Hypotheses of Inaccuracy

Number 1. Historical Trends

The amount of data about each predictor varied: some predictors had data recorded since 1972, and others just to 2000. Additionally, some predictors (like polling averages) involved multiple data points per year, and others just provided a single point.
The benefit of using data that stretches back to 1972 is that I had more results on which to train my model. That is, I had more data points about how the status of demographics, the economy, candidates’ polling, and advertising, impacted Democratic Vote Share. But since the political landscape looks vastly different today than in 1972 (with certain groups of voters swapping parties, and certain states reliably voting for a different party than they used to), the older data may bias the model.
For predictors with multiple data points per year, I aggregated them into a mean and used that as the predictor value for the Democratic 2 Party Vote Share of that year. This could have impacted the model’s performance by neglecting to account for the (potential) association of fluctuation in values like polling averages in the months leading up to an election on Democratic Vote Share.

Number 2. Equal Weight to All Variables

To adjust for the inaccuracy of some historical data, I could have weighted the observations used to fit my state-by-state models based on how long ago they were taken relative to 2024. For example, I could have made observations from 1972 worth less than observations from 2020. To do this, I could have (1) linearly decreased the weights of data points based on how far away from 2024 they were (the drawback being that I might weight surprising/“once in a blue moon” outcomes more than typical outcomes if they were longer ago) OR (2) divided the data into \(k\) training and test sets, used the test set to measure the accuracy of the prediction made based on the data included in the training set, and then down-weighted the years (in the training set) whose models caused the highest test errors. The problem with this is that we cannot attribute innacuracy to specific years’ data because it might be due to the other data in its training set, or the sheer combination of years used in the training set. To account for this, we could select \(k\) in such a way that all permutations of years since 1972 can be the training set once, but it is still imperfect.

▸ EXTRACTED RECORDS:
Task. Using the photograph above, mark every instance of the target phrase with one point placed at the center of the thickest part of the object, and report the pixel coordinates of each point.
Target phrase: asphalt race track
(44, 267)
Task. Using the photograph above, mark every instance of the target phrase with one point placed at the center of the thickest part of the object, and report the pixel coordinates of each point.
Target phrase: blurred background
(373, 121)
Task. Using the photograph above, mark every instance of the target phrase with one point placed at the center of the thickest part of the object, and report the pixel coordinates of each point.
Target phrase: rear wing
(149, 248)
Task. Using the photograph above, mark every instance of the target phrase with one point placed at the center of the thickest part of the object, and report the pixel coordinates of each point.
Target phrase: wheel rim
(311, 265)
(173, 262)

▸ SET PROBLEM A: In the passage on hypotheses of inaccuracy, what was done with predictors that had multiple data points per year?
▸ SET PROBLEM B: Write out the passage on hypotheses of inaccuracy starting at "Number 1. Historical" and ending at "bias the model.", updated so that "data points" reads "observations".
This material comes from a separate source.

▸ COMPLETE RESPONSE A: They were aggregated into a mean, which was used as the predictor value for that year's Democratic 2 Party Vote Share.

▸ COMPLETE RESPONSE B:
Number 1. Historical Trends

The amount of data about each predictor varied: some predictors had data recorded since 1972, and others just to 2000. Additionally, some predictors (like polling averages) involved multiple observations per year, and others just provided a single point.
The benefit of using data that stretches back to 1972 is that I had more results on which to train my model. That is, I had more observations about how the status of demographics, the economy, candidates’ polling, and advertising, impacted Democratic Vote Share. But since the political landscape looks vastly different today than in 1972 (with certain groups of voters swapping parties, and certain states reliably voting for a different party than they used to), the older data may bias the model.